## [Your assignment]
Please write what comes next in the piece below about anti-Semitic graffiti in Lodz, starting after its last sentence. The material that follows the piece is not part of it.

I walk the streets of Lodz. This town, once one of the poorest in the country, is today thriving. The street restaurants here are full, the pubs packed, and everyone is going to the mall. I never believed that Lodz would one day look like Hamburg.

Yet, not everything changes here. Walking the streets of Lodz you cannot avoid noticing its graffiti. Anti-Semitic graffiti, to be precise. It is everywhere. Soccer fans of rival teams call each other "Jew," which in this part of the world is the worst thing you could call anyone. Widzew, a local soccer team, becomes Zydzew on Lodz streets, Zyd being Jew in Polish. Widzew fans, in retaliation, scribble a Star of David on their rivals' names, as if to say: It is you who are a Jew, not me. Almost every street in Lodz has anti-Semitic graffiti. And while most of them have to do with soccer fans, quite a few of them have to do with nothing more than just blatant Jew-hate. "Send the Jews to gas chambers" is particularly jarring. Sometimes it is just a Star of David, as if saying: I really hate you. Others are bilingual, as in: "Juden raus." Lodz, the city where the Nazis first introduced the Jewish yellow star, according to local historians, cannot shake off its anti-Semitic bent. Only one street, ul. Piotrkowska, Lodz's commercial street catering to high-end shoppers, is clean of anti-Semitic signs, courtesy of Lodz's city authorities. After all, if the Jewish tourists see this, they might not spend their dollars here. And Jews, people here tell me, are "very rich." So not to offend its Jewish tourists, the city of Lodz makes sure all anti-Semitic graffiti are painted over in ul. Piotrkowska. During the Reich's occupation, Piotrkowska Street was changed to Adolf Hitlerstrasse. Who would imagine that the only street clean of anti-Semitic proclamations would be Adolf Hitlerstrasse?

The EU, this entity that works overtime to reshape Poland into a modern and uniformed EU country, flexes its financial muscles at every turn. You want money? Abide by our rules. Why isn't the EU flexing its muscles when it comes to anti-Semitism? Why don't they say to the Polish government: You want new streets? Paint over your racist walls. Why is smoking a bigger offense to Europeans than anti-Semitism?

## [Excerpted records]
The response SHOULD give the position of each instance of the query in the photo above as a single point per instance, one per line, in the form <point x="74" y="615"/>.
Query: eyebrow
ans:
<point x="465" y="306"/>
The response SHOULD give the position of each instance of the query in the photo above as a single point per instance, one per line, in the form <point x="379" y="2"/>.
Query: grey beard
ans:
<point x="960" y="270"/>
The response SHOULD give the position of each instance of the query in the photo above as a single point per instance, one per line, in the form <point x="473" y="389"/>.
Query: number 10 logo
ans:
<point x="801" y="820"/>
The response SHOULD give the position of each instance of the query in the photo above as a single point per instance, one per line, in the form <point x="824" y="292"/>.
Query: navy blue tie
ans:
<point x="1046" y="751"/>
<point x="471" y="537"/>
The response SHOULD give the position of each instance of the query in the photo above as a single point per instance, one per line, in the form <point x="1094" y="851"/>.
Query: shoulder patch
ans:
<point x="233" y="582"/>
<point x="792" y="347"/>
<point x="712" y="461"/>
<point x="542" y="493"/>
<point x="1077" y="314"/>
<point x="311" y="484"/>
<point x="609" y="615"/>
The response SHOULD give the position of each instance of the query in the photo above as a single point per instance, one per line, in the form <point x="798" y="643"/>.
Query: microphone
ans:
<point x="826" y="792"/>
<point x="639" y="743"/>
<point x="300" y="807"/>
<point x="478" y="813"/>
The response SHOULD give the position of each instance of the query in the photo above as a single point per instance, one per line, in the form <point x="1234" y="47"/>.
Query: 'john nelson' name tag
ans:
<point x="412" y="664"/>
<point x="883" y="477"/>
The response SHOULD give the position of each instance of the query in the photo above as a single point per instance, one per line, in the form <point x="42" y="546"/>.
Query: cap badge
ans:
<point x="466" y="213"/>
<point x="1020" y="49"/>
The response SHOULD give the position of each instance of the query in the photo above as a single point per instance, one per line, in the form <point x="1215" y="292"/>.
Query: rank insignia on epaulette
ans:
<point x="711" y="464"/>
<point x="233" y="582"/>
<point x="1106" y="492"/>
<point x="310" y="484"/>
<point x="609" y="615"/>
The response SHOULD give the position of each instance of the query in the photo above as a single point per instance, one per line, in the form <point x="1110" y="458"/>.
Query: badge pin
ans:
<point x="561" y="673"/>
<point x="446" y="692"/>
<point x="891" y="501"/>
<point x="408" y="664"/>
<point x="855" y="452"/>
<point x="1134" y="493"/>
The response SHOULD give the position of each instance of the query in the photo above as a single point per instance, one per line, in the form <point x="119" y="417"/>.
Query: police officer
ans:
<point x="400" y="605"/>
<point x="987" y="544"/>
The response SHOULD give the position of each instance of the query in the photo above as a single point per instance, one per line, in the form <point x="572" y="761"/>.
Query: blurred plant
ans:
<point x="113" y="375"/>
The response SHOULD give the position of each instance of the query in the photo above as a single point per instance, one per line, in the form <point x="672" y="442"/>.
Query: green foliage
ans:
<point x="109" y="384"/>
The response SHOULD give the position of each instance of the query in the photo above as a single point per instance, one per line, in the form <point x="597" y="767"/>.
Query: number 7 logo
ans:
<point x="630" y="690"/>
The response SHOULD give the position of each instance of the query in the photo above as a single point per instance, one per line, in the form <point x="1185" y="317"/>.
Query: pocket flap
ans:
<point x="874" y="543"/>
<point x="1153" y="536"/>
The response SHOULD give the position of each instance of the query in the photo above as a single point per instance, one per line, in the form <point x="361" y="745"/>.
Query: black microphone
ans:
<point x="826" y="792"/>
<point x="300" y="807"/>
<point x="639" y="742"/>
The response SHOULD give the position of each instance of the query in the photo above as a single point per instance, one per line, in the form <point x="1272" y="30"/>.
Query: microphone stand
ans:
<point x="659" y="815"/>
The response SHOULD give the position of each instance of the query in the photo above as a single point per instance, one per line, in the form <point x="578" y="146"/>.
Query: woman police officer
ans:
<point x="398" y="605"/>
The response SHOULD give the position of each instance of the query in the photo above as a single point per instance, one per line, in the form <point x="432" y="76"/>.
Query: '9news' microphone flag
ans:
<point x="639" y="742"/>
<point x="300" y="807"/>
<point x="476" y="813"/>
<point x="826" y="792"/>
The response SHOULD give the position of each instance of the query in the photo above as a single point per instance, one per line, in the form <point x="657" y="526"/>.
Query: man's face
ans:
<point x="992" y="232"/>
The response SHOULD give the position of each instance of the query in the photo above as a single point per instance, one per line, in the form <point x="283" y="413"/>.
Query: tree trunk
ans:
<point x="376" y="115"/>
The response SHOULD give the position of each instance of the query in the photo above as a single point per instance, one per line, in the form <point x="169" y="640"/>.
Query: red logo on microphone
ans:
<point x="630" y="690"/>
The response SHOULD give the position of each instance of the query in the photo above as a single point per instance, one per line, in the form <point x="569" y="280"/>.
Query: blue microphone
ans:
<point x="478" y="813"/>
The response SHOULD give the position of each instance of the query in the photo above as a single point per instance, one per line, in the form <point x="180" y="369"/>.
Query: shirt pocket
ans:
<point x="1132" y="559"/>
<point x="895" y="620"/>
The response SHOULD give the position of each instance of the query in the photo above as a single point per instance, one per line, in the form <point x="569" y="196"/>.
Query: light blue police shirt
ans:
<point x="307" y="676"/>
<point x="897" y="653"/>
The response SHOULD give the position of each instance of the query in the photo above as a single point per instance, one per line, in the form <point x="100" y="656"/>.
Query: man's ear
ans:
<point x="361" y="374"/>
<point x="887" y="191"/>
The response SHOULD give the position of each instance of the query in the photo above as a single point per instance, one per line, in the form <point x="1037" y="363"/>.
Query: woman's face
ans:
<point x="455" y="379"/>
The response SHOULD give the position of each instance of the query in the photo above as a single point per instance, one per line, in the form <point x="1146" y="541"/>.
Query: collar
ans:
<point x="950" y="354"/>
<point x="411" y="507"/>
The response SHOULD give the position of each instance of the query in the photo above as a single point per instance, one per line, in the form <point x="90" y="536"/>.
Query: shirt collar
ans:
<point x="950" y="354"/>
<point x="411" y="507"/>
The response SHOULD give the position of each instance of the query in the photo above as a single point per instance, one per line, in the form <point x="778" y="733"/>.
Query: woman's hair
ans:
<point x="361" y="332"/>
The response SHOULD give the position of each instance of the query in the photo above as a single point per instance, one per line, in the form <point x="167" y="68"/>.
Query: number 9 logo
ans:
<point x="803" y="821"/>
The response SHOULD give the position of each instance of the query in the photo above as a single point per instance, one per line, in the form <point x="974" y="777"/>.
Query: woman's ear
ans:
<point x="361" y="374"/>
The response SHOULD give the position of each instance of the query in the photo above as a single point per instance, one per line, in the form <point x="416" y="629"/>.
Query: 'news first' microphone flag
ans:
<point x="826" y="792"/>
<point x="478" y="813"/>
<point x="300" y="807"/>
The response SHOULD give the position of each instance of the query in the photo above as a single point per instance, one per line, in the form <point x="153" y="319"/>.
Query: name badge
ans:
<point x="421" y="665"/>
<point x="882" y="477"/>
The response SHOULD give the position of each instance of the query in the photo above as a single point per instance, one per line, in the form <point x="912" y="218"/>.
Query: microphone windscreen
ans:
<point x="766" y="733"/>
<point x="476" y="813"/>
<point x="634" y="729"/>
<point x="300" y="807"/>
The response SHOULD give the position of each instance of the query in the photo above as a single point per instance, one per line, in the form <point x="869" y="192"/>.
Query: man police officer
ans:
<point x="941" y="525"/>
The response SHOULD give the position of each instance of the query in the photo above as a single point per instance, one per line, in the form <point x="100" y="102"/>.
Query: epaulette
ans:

## [Solved problem]
Do not for a second kid yourself that the anti-Semitic graffiti is just the handiwork of some bored teenagers with no indication as to what the public in general thinks. The mere fact that the authorities here steadily neglect to enact laws forbidding such racist displays is telling. No wonder that when you talk to people on the street you hear some of the most anti-Semitic delusions. When I speak to an older man I meet at random, he tells me that the sexual organ of Jewish women is different from that of all other women in the world. How different is it? "It looks like a cross," he says. A woman I meet here tells me, "Jesus Christ might have been a Jew. But the Virgin Mary? Never!"

With a government that is not bothered by public displays of "Juden Raus," why should the citizens not carry hateful thoughts in their hearts?

I meet Eva, a retired Polish journalist, and ask her why are there so many anti-Semitic slogans on display in her city. "Poland," she says, raising her voice, "is not more anti-Semitic than other European countries."

"Change" sounds like a nice word, but it all depends on what you change. Some things, I guess, are hard to change. Especially our ugliest of habits. You can have the newest of trains, but there is no guarantee that they will not take you to the hell of hate. You can sit at the nicest of cafés, but of what pleasure is it if the person next to you wishes that you would disappear into a gas chamber? You can have towers that reach the heavens, but if the front door says "Jews Out," how comfortable will you feel on the top floor?

There is a probably a reason why the EU does not take any action against this. Maybe, just a thought, they actually like it. Maybe, who knows, anti-Semitism is the best Entry Ticket into the EU community. And maybe, just maybe, Eva was right.